* Goal of the exercise
Starting at the top of the entries below, write out each line up to and including the one containing "Target: white t-shirt". Leave the pictures out.
***** Data provided *****
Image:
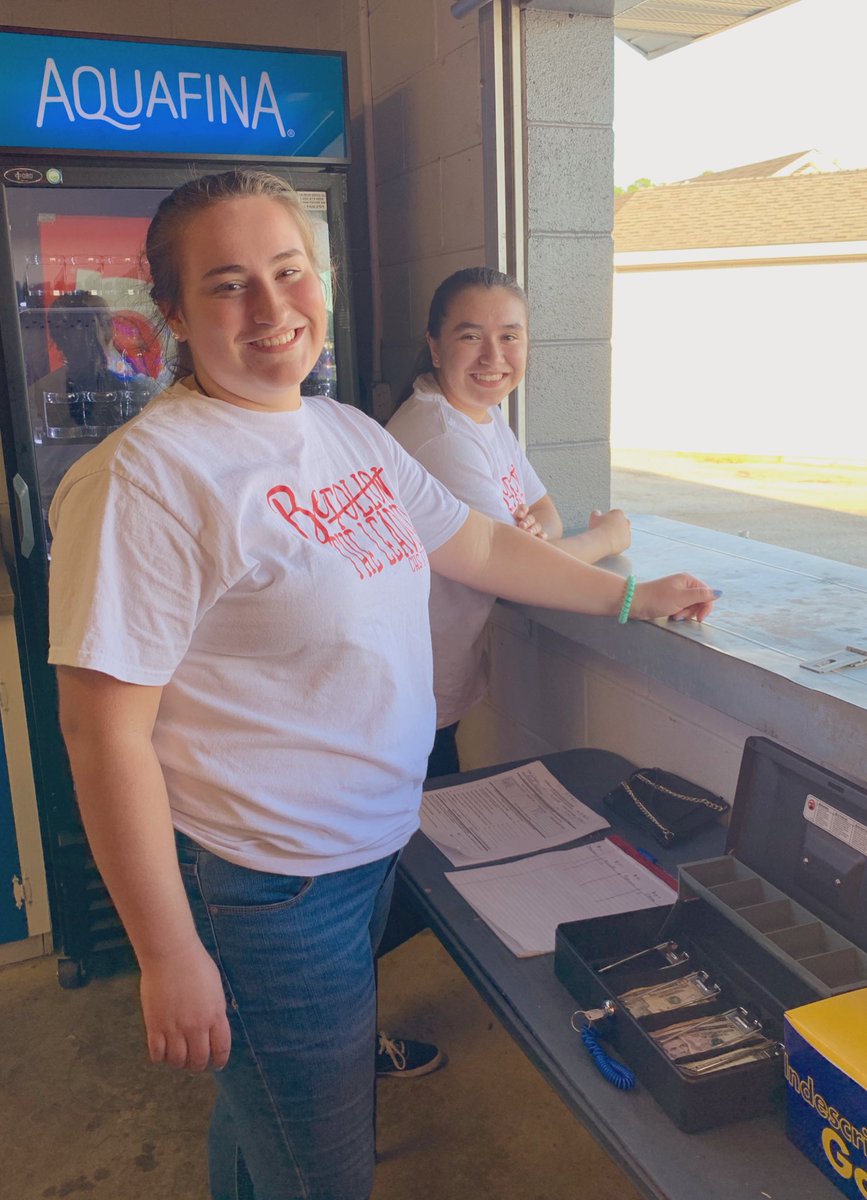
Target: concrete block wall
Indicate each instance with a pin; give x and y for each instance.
(568, 66)
(428, 143)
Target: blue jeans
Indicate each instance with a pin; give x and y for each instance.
(294, 1113)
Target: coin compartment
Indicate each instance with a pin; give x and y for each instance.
(808, 948)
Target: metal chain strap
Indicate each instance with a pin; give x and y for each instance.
(679, 796)
(639, 804)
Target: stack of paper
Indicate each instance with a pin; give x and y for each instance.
(522, 811)
(524, 901)
(515, 813)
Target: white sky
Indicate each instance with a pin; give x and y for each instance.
(791, 81)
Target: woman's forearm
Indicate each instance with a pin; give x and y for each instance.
(500, 559)
(123, 801)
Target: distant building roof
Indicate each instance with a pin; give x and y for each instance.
(713, 211)
(805, 162)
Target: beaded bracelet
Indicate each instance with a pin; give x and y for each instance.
(627, 600)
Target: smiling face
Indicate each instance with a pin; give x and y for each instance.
(480, 354)
(252, 306)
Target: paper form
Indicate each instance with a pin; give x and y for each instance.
(525, 901)
(515, 813)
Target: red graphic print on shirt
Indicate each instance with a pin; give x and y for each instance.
(513, 489)
(359, 517)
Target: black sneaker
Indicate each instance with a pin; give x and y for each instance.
(402, 1059)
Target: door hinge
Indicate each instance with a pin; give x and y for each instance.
(22, 891)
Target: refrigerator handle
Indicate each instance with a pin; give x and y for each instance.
(25, 520)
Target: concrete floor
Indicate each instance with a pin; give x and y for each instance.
(83, 1111)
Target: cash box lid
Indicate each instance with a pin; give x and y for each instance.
(805, 831)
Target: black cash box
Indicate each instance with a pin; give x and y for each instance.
(778, 921)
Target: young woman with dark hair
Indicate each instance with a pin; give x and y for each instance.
(473, 355)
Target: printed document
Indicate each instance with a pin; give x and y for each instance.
(525, 901)
(500, 816)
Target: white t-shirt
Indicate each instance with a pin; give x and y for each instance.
(269, 570)
(484, 466)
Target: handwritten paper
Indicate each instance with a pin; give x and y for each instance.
(500, 816)
(525, 901)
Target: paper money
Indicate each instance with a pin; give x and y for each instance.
(663, 997)
(707, 1033)
(753, 1053)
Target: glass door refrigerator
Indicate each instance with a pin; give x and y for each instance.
(94, 132)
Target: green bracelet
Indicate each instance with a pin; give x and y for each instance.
(627, 600)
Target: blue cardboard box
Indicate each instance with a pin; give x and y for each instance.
(826, 1087)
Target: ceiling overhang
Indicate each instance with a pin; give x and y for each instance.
(655, 27)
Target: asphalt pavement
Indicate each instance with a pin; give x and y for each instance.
(814, 507)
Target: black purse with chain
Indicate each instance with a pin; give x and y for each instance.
(664, 805)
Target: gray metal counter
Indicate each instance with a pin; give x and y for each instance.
(748, 1161)
(778, 607)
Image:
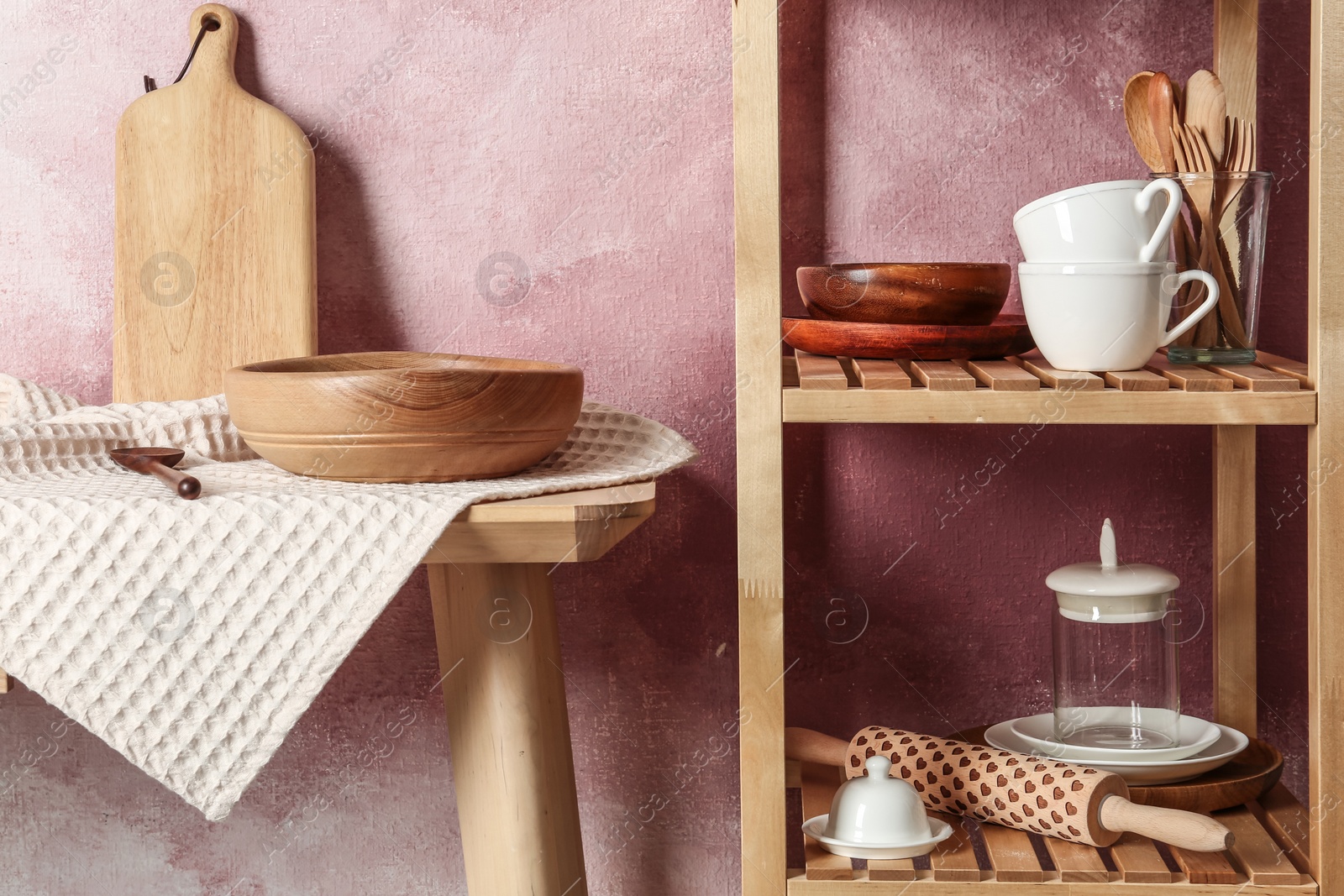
*****
* Output of the exercise
Image:
Target: concrete block wall
Indicate each instance with a pin; give x and y for each instance.
(568, 66)
(428, 143)
Target: blue jeans
Indicate each instance with a pin; give x and y for each instance.
(294, 1113)
Target: coin compartment
Indicate each instance with a pin; give x and y for each instance.
(808, 948)
Target: metal chain strap
Indicate each instance with a pin; give x and y for each instance.
(679, 796)
(639, 804)
Target: stack of paper
Indicate each instance with a pin; give x and y for each instance.
(522, 811)
(524, 901)
(515, 813)
Target: white sky
Indicate each instance with a pin; give x and y for each instance.
(791, 81)
Target: woman's forearm
Indicate each instance with a pin; give x and y for each instance.
(500, 559)
(123, 801)
Target: distant building roof
Indicate each instance with a pin; give x and y for each instance.
(713, 211)
(805, 162)
Target: beaded bracelet
Indicate each instance with a pin; give x and y for each instance.
(627, 600)
Target: smiling face
Indicate each instance with a pin; give x and y for each instance.
(480, 354)
(252, 306)
Target: paper form
Indicate each instance with a pin; give x and y for each instance.
(525, 901)
(515, 813)
Target: red graphic print on shirt
Indicate each instance with a pin; give x and y for each instance.
(513, 489)
(359, 517)
Target: black sneaker
Indicate each instance with a pin; give x and y for each instance.
(402, 1059)
Target: door hinge
Indicate each instance with a pin; give x and y for each instance.
(22, 891)
Target: refrigerator handle
Indicate each instance with a pin; give x and y for each instance.
(25, 520)
Target: concrete floor
Indicate each instance with a pin; give x and y for each instance.
(83, 1111)
Target: cash box lid
Indicate each instance with a pin; give x and y for each instance.
(805, 831)
Target: black cash box
Indicate each instance with a pin; give x and y for each instance.
(778, 921)
Target: young woman with dark hair
Indicate each instance with a pin; give x and y for each instance.
(473, 355)
Target: printed document
Indicate each instance with a pin; give x and y for each instance.
(525, 901)
(500, 816)
Target: white t-shirt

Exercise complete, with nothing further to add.